Text segment
◇ ◇ ◇
She has a lot of techniques that seem silly when explained, but have a big effect when applied. I’ve heard a lot of her ideas being repeated in disjointed fragments by different creative teachers but Dorothea Brande (let’s use DB as a shortcut) synthesized them into a handbook an amateur needs to turn pro.

(If you’ve read Turning Pro and the War of Art by Steven Pressfield, this is the missing manual on how exactly an amateur can turn pro. The best part: it doesn’t have to be bloody! If you’ve wondered why some artists can ‘take dictation from God’ and not have to suffer so much to be creative, this is the right manual. Note that you do need to stretch yourself, but it’s not what you think.)

Those marked with a 0 and a letter (ex. 0A) are theory (episteme). Those marked with numbers (ex. 8) have exercises that will help you build skills/intuition/expertise/craft (techne).

0A) Slough of Despond – most writers seek to become professionals and are told “Genius cannot be taught.” They come to the profession having good taste but not the technical excellence to master it. They mistakenly believe they need to master technical crafts first.

The four difficulties:

1. the difficulty of writing at all

2. the one book author

3. the occasional writer (example, writing only 1 page a year, waits for inspiration)

4. the uneven writer

These four lack some foundation skills that come before the need to practice technical writing craft. The modern term ‘emotional self-regulation’ doesn’t even capture half of it.

1) The object on a string dangling over a circle – to demonstrate that the unconscious can do the work for you with minimal effort (seems banal, but important for everything that follows). Following the circle with your mind, has the object on the string automatically following the path of the circle. Using imagination, your muscles make micromovements to follow

Read her book for the specific instructions.

0B) The self as dual: To be able to work with your inner selves, separate them into the unconscious (Heart, intuition, child-like & emotional but the animal root of strength) and the conscious (Brain, prosaic self, practical, the small human rider atop the tiger/elephant/dragon).
◇ ◇ ◇
List of tasks
• A. For each statement, say whether the text on Dorothea Brande's methods agrees with it, answering yes or no and quoting the words of the text that settle it: (i) Items marked with a 0 and a letter are exercises. (ii) The occasional writer is one who waits for inspiration. (iii) In the dual self, the conscious part is tied to the Heart.
• B. Sum up the text on Dorothea Brande's methods in two sentences.
• C. Carry on the text on Dorothea Brande's methods, starting after its last sentence.
The listing that comes after this has nothing to do with what you're asked here.
◇ ◇ ◇
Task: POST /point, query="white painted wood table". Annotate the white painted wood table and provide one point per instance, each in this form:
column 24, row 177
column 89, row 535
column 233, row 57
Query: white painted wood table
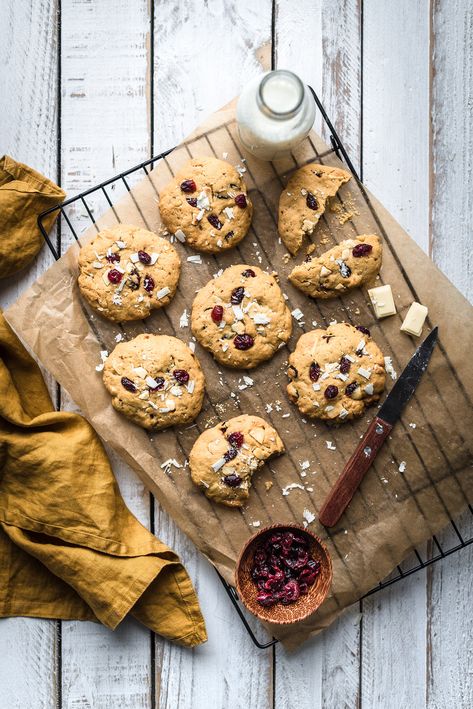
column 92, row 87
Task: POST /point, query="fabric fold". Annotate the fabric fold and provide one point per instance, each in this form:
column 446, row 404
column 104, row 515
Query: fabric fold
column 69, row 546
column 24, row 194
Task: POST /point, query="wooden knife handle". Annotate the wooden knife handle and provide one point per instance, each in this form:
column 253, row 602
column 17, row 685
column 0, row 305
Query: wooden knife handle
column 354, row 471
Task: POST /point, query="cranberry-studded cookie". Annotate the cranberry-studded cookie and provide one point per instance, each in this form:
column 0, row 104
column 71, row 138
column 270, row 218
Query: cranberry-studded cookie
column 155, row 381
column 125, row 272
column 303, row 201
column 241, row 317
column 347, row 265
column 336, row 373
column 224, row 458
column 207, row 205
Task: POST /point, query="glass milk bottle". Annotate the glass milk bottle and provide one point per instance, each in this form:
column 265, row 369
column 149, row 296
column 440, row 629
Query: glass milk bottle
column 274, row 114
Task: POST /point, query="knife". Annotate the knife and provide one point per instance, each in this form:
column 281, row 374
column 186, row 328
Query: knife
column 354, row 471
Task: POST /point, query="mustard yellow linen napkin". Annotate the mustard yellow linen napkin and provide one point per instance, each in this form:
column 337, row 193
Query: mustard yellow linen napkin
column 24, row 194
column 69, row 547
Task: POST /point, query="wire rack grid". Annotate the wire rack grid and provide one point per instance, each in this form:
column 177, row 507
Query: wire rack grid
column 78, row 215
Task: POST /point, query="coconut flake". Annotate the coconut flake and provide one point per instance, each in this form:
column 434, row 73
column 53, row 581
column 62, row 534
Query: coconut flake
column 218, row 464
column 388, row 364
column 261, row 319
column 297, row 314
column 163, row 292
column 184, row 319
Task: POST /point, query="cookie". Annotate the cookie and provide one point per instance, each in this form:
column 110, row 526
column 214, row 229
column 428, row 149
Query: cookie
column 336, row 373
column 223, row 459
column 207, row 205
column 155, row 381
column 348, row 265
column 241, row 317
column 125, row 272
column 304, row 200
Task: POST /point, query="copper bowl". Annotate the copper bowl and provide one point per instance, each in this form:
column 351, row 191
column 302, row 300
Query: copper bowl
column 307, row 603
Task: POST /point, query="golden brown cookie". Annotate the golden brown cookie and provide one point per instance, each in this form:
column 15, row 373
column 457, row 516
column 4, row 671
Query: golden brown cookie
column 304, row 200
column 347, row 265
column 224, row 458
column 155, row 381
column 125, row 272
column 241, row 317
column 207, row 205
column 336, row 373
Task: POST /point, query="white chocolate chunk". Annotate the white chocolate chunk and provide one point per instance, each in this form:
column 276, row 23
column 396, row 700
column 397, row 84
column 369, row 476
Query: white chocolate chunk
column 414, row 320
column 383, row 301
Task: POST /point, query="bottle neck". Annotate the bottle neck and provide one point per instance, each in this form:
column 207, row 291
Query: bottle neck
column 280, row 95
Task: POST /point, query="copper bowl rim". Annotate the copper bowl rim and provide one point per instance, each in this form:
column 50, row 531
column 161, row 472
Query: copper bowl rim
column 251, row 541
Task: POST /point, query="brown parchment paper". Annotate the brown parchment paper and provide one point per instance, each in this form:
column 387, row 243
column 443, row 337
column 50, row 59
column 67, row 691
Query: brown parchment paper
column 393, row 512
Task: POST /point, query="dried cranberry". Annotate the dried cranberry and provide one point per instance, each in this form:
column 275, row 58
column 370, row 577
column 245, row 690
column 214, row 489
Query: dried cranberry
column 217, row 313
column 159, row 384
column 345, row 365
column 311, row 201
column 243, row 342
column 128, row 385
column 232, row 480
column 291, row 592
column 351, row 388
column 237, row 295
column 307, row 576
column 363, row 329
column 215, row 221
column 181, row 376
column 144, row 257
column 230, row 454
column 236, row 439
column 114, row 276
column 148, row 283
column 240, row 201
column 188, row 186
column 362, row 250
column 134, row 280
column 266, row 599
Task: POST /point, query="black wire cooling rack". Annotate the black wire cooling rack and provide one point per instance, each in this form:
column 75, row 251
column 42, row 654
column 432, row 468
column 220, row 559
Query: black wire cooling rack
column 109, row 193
◇ ◇ ◇
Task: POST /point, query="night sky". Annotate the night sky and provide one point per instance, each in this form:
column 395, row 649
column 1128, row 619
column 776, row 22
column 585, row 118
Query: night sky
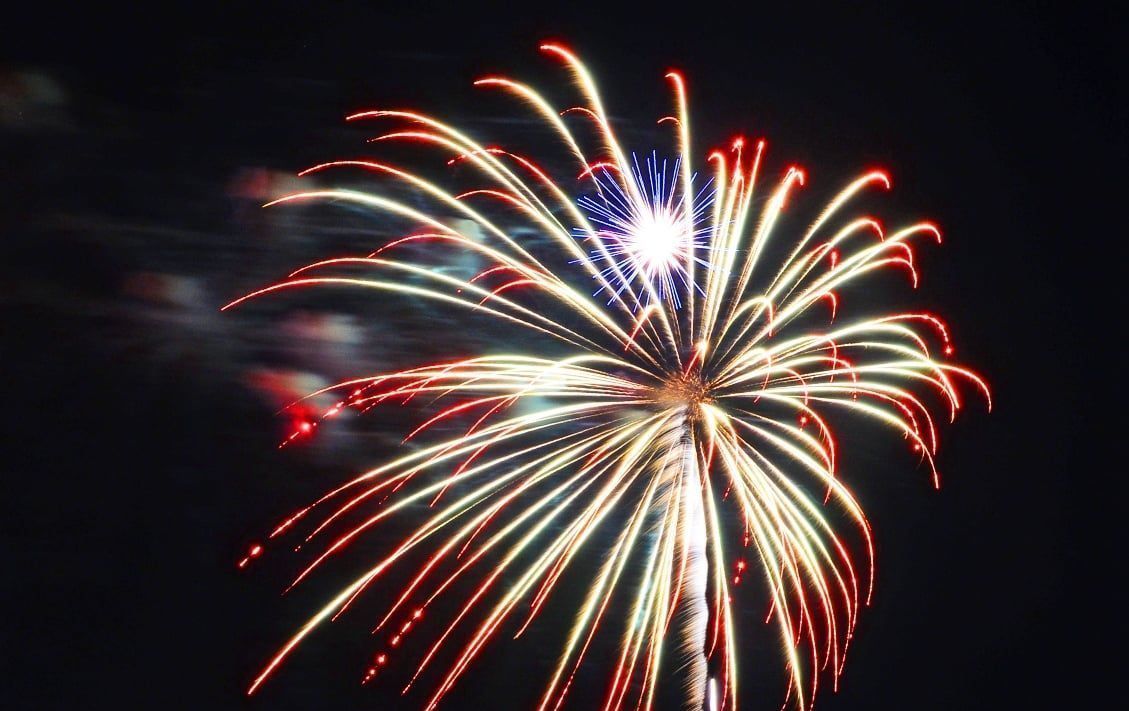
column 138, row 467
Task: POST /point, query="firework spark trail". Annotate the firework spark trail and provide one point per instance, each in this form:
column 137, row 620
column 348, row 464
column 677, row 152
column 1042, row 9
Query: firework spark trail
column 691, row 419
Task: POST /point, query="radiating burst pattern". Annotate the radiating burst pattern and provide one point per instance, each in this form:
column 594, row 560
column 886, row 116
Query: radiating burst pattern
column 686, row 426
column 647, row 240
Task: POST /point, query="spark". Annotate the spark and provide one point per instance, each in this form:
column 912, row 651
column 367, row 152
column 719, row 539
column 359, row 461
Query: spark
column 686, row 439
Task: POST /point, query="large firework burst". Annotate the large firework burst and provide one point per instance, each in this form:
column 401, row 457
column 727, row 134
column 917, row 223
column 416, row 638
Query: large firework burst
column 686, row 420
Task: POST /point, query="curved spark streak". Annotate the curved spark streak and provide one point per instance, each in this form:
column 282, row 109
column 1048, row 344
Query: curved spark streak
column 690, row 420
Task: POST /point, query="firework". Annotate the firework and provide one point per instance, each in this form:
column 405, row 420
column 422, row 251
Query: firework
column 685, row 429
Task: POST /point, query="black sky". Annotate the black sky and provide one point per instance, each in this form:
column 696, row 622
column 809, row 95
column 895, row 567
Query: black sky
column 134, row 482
◇ ◇ ◇
Outputs in order
• A.
(i) No: "Those marked with a 0 and a letter (ex. 0A) are theory (episteme)."
(ii) Yes: "the occasional writer (example, writing only 1 page a year, waits for inspiration)"
(iii) No: "the conscious (Brain, prosaic self, practical, the small human rider atop the tiger/elephant/dragon)"

• B. The text presents Dorothea Brande's handbook as a set of techniques that seem silly when explained but help an amateur writer turn pro, sorted into theory items and skill-building exercises. It lists four difficulties writers face, which come from missing foundation skills, and describes an exercise with an object on a string over a circle, along with the idea of splitting the self into an unconscious and a conscious part.

• C.
2) Morning pages – writing pages of freewriting (before you have read or talked to anyone) – links the power of the unconscious (Heart) to your writing arm/s. Heart gets to exercise and feel heard. Suspend Brain, we will need conscious prosaic self later. Morning pages are so foundational that Julia Cameron repeats it as a main tool for teaching creativity.

0C) [Not in DB, but just as crucial.] Note that since unconscious does a lot of the working/playing in creative work, we sometimes need to refill it’s ‘well’ of images and experiences. That’s why the creative teacher Julia Cameron recommends Artist Dates. That’s why traveling can renew someone’s zest for life. The unconscious uses everything from your whole life – that’s why feeding your mental garden with nutritious books on strategy (Robert Greene), philosophy (Daily Stoic), or getting metaphors and mental representations from other fields like history or science is useful.

3) Writing by prearrangement – set a schedule to write (for example at 4pm everyday for a month) – trains you to summon creativity on demand to an arbitrary time of your choosing

4) The First survey – Do a survey of your morning pages, determine own strengths – use Brain for this task

5) On Imitation – Based on Brain’s output in 4, also determine which technical excellences you need to practice. Imitate the technical excellences of other pro artists, but not their beliefs and world views. You need this to nurture your own techne. Episteme is only the introduction/theory/knowledge, techne/craft is when you are able to apply. Technique comes from the word techne.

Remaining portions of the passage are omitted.